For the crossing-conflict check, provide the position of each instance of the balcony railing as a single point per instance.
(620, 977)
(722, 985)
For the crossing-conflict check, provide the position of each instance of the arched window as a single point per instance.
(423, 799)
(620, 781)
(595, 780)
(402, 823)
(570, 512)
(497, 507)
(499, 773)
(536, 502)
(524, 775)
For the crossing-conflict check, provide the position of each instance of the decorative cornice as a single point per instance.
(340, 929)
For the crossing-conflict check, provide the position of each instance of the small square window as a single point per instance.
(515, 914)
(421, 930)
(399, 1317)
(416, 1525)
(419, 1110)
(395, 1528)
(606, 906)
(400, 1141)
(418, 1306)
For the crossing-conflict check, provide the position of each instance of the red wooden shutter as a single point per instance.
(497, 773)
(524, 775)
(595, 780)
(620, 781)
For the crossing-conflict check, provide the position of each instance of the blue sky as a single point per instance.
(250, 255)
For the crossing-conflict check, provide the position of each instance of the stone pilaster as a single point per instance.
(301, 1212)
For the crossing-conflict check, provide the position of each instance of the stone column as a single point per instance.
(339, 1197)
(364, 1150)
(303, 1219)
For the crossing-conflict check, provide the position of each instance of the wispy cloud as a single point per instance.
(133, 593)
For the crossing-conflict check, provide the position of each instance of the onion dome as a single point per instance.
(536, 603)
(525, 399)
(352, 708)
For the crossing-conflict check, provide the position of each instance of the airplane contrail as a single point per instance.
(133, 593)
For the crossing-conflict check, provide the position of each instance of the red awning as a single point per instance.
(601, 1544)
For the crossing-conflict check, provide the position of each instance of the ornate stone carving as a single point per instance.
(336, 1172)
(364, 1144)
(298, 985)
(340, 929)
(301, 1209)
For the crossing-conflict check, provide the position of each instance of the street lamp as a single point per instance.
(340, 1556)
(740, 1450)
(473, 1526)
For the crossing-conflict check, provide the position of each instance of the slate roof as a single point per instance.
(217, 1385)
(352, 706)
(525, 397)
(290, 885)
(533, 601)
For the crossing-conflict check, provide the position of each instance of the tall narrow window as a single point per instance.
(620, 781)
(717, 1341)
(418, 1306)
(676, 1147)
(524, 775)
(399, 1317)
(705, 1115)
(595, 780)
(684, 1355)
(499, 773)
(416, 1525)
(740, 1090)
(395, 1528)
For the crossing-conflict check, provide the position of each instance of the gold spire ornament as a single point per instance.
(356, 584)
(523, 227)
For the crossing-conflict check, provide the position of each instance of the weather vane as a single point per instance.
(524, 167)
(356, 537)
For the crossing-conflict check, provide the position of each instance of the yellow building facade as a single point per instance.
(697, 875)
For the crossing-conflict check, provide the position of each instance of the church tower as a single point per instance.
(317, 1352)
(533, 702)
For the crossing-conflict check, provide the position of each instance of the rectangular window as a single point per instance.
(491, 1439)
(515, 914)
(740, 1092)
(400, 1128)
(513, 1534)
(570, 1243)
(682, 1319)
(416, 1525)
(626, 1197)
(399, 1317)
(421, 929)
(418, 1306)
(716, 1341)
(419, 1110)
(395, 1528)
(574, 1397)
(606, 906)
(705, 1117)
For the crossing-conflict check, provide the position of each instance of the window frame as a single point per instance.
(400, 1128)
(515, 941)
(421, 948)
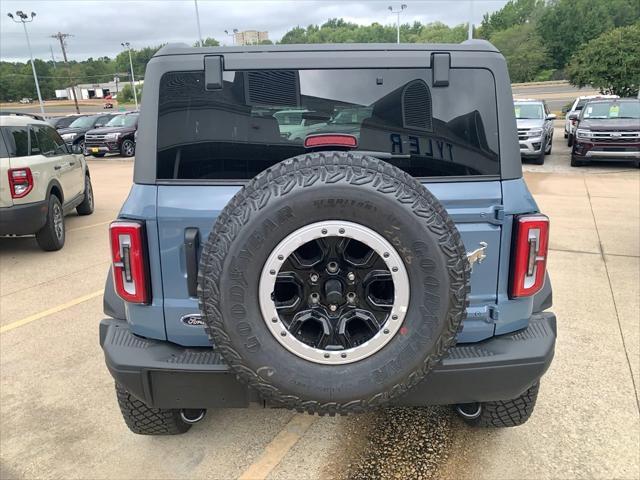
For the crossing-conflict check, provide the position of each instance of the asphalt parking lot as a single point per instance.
(59, 417)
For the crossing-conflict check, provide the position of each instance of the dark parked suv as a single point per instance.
(402, 262)
(117, 136)
(607, 130)
(74, 134)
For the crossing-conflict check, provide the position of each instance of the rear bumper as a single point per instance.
(607, 151)
(165, 375)
(531, 147)
(23, 219)
(102, 147)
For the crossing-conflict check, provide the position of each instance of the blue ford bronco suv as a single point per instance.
(392, 257)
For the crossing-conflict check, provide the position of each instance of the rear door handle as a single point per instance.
(191, 246)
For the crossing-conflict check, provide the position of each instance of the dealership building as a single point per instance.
(88, 91)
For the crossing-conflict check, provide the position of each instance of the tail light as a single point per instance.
(330, 140)
(129, 256)
(529, 262)
(20, 182)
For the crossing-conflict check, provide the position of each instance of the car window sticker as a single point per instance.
(614, 111)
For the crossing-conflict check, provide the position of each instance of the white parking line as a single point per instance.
(85, 227)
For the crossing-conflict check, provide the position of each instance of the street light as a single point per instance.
(127, 45)
(198, 22)
(397, 12)
(24, 19)
(232, 34)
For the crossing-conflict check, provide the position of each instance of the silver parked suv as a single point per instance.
(41, 181)
(535, 129)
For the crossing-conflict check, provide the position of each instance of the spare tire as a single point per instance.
(333, 282)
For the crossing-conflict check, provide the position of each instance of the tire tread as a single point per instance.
(329, 168)
(145, 420)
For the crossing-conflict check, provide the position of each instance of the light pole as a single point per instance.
(470, 35)
(232, 34)
(198, 22)
(24, 19)
(61, 37)
(398, 12)
(127, 45)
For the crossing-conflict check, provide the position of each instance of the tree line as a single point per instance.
(588, 42)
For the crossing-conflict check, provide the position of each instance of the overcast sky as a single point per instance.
(99, 26)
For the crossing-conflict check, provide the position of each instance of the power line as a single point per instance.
(83, 76)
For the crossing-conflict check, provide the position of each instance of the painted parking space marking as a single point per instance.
(50, 311)
(277, 448)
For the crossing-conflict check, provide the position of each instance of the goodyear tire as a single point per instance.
(381, 287)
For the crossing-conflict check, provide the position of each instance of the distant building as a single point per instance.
(88, 91)
(250, 37)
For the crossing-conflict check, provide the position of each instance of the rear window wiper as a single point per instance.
(381, 155)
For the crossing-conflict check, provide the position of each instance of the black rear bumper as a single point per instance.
(23, 219)
(165, 375)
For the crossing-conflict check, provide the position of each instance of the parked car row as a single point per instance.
(99, 134)
(598, 127)
(535, 129)
(576, 108)
(607, 129)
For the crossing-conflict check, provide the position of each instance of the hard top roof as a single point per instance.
(19, 121)
(616, 100)
(467, 45)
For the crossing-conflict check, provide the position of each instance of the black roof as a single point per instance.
(467, 45)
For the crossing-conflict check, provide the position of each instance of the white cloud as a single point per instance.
(99, 26)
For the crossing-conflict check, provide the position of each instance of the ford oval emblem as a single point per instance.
(193, 320)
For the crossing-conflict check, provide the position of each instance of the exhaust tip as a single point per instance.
(192, 416)
(469, 411)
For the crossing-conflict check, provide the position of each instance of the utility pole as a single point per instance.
(232, 35)
(198, 22)
(23, 18)
(397, 12)
(53, 59)
(470, 36)
(61, 38)
(127, 45)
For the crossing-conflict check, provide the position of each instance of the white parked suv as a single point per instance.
(40, 181)
(578, 104)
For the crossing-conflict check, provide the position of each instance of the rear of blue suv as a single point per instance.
(391, 255)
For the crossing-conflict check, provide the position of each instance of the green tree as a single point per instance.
(515, 12)
(126, 94)
(566, 25)
(208, 42)
(610, 63)
(524, 51)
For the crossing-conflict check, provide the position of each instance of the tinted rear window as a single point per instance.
(262, 117)
(17, 141)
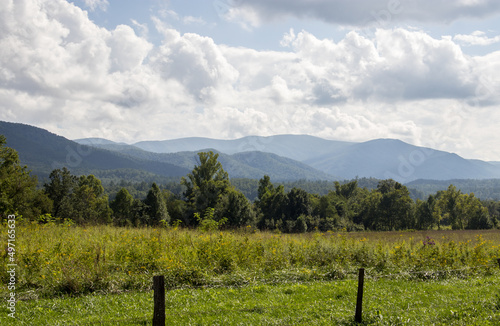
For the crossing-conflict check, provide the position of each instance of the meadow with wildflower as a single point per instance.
(57, 259)
(70, 262)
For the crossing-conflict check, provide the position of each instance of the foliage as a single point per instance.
(206, 182)
(55, 258)
(18, 193)
(156, 207)
(208, 222)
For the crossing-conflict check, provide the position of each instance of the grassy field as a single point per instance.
(474, 301)
(68, 274)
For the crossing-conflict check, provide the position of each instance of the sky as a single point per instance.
(425, 72)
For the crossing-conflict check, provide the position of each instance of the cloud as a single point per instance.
(60, 71)
(476, 38)
(188, 20)
(96, 4)
(359, 12)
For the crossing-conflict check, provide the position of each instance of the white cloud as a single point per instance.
(96, 4)
(359, 13)
(476, 38)
(188, 20)
(60, 71)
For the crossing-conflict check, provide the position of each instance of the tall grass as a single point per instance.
(56, 259)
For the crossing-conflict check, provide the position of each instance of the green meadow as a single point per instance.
(102, 275)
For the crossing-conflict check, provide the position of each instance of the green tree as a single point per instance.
(271, 204)
(61, 186)
(427, 214)
(477, 216)
(234, 206)
(87, 204)
(206, 183)
(389, 207)
(297, 204)
(156, 207)
(122, 207)
(18, 194)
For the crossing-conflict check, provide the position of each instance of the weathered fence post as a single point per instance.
(159, 300)
(359, 301)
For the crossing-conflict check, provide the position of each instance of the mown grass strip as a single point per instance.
(453, 301)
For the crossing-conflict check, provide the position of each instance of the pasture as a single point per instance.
(85, 275)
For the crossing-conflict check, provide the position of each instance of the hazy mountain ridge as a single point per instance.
(43, 151)
(249, 157)
(379, 158)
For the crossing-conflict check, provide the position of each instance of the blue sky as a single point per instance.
(425, 72)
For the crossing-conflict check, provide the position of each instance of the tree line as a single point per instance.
(209, 199)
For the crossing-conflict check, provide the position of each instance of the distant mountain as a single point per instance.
(380, 158)
(282, 157)
(43, 151)
(389, 158)
(296, 147)
(253, 165)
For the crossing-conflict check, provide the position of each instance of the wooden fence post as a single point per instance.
(359, 301)
(159, 300)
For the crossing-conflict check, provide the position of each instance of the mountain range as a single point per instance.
(282, 157)
(379, 158)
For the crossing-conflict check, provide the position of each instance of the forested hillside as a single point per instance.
(206, 198)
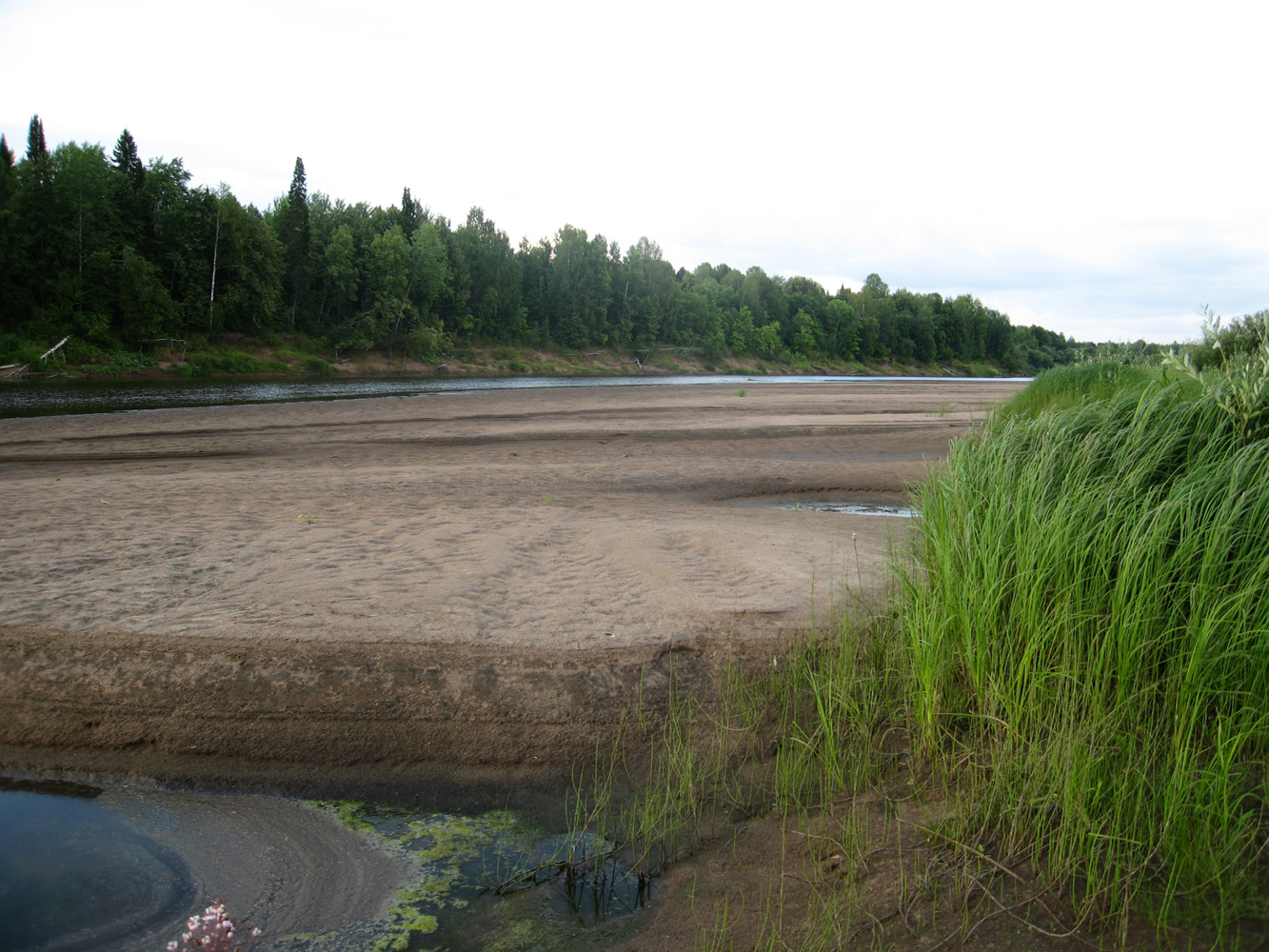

• **WHAT TO DO**: Starting at the line that holds "hillside as a single point per instance." and stopping at the last line of the listing above, write out each line exactly as it appears, and omit the pictures.

• **SOLUTION TO THIS TASK**:
For the crossing-conflict check, provide the position of each instance of the forested hillside as a single point per instance.
(206, 198)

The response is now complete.